### Task brief
Express the part of the items that opens with the line containing "Practice step: pin every instance of the man's face" and closes with the line containing "[(853, 368)]" as a Markdown table with two columns, Row and Line. Number each line in order, leave out blank lines, and include nothing outside that part.

▼

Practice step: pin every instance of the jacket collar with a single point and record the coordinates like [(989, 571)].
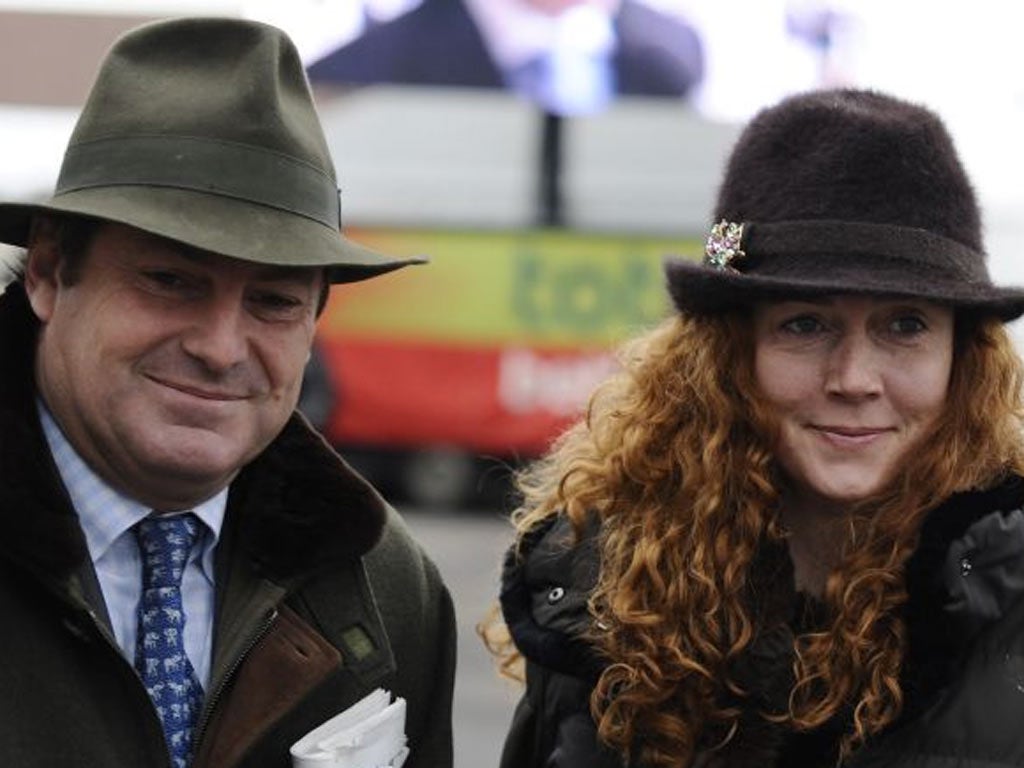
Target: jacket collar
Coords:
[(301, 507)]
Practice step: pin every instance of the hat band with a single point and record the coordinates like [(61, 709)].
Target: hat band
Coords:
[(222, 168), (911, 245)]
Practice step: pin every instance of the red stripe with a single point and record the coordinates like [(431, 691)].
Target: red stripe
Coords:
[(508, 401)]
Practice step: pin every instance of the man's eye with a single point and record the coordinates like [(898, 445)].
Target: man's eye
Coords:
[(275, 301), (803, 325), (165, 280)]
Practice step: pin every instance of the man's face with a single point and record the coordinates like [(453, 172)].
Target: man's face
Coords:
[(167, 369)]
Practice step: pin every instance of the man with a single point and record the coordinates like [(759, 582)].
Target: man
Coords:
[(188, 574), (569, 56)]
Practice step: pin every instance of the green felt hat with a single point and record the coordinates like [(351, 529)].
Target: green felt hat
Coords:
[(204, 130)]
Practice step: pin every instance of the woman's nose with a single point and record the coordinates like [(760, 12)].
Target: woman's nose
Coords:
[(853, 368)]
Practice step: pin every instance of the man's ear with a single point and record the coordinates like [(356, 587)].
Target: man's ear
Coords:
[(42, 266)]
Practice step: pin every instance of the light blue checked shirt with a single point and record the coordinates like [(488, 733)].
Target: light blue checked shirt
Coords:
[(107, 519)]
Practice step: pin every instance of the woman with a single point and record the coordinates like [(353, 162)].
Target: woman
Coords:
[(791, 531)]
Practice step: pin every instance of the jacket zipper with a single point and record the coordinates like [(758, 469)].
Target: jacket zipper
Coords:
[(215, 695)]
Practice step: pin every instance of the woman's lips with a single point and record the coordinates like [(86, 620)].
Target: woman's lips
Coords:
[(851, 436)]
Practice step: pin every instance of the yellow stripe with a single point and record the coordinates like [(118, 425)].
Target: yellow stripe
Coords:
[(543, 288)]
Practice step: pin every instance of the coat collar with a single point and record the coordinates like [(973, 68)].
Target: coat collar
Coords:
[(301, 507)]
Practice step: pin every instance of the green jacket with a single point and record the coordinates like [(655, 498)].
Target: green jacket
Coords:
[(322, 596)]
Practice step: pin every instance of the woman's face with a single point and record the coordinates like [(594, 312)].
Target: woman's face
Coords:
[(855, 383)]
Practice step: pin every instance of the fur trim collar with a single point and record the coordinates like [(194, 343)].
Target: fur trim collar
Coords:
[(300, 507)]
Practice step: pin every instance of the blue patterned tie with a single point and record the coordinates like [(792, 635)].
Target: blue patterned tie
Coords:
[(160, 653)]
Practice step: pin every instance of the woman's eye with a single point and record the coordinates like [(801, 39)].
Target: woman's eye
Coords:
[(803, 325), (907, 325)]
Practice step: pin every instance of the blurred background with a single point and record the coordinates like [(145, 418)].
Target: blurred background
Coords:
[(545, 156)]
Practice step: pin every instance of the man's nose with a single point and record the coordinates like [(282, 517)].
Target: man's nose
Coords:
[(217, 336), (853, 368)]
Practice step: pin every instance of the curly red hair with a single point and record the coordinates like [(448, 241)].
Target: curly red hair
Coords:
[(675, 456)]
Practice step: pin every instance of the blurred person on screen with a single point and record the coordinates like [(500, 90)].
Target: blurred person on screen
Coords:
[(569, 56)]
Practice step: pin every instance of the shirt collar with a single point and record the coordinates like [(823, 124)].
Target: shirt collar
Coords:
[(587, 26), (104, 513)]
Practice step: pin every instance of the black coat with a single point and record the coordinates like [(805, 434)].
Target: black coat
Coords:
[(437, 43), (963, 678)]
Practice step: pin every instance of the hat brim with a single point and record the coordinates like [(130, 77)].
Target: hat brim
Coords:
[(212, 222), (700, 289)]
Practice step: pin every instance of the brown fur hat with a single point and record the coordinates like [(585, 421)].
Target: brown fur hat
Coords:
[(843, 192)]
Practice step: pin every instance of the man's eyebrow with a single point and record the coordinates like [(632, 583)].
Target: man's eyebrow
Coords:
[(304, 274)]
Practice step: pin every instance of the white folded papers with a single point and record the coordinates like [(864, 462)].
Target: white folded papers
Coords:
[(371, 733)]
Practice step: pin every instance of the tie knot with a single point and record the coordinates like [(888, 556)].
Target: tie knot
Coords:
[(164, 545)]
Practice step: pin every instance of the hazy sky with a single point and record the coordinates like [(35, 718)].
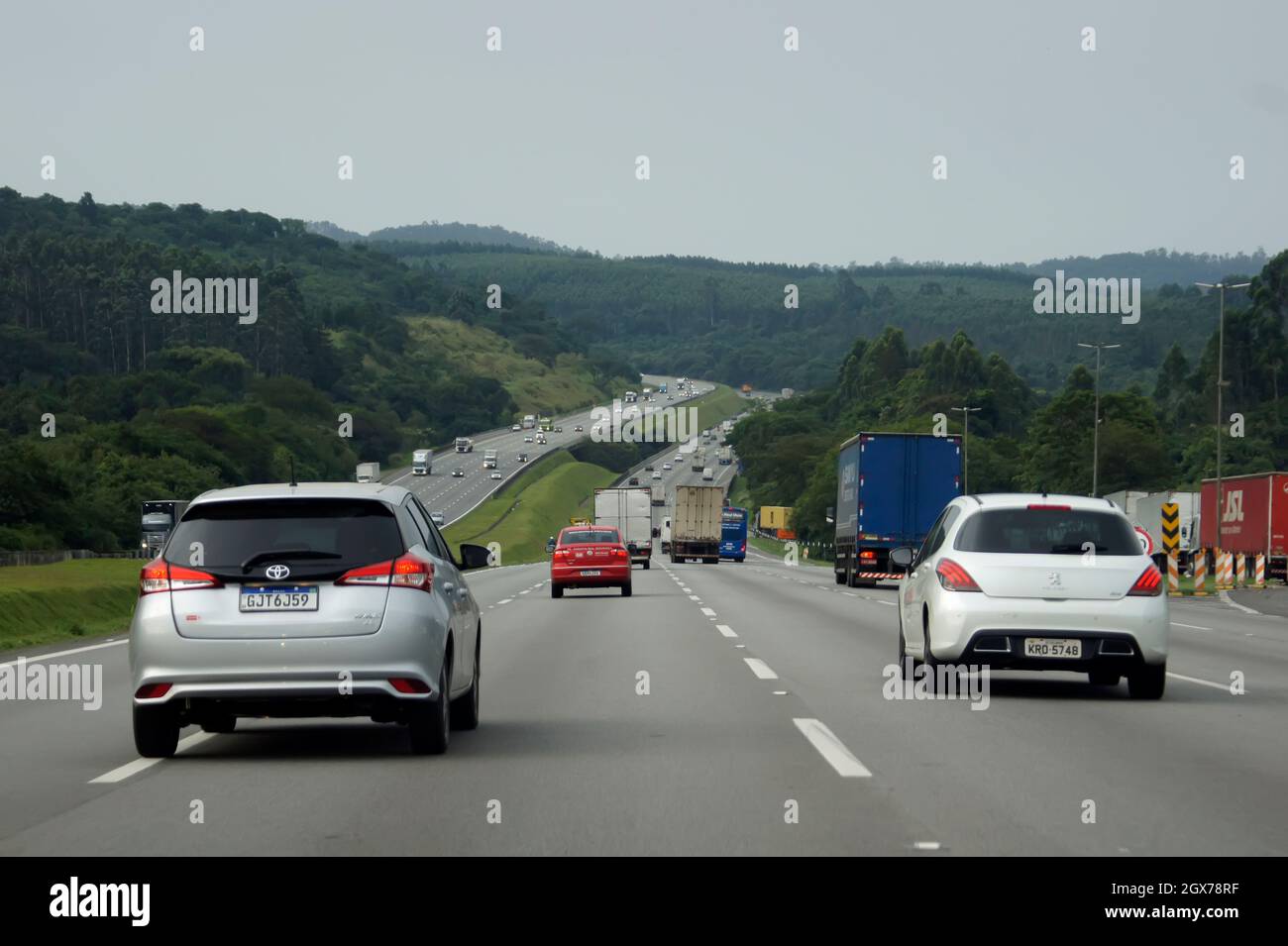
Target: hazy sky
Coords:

▲

### Problem solution
| Row | Line |
|---|---|
| 1 | Practice step: pin every instance of the man's face with a single point and record the coordinates like [(453, 172)]. |
| 2 | Target: man's face |
| 3 | Coords: |
| 4 | [(167, 369)] |
| 5 | Practice step: pin every instance of the man with a single point and record the coordinates like [(759, 582)]. |
| 6 | Target: man |
| 7 | Coords: |
| 8 | [(188, 574), (569, 56)] |
| 9 | Practice step: pin every instance of the green felt hat with a single point and record the coordinates like [(351, 529)]. |
| 10 | Target: green felt hat |
| 11 | Coords: |
| 12 | [(204, 130)] |
| 13 | Practice step: pin every instance of the woman's nose with a single point and record the coordinates like [(760, 12)]. |
| 14 | Target: woman's nose |
| 15 | Coords: |
| 16 | [(853, 368)] |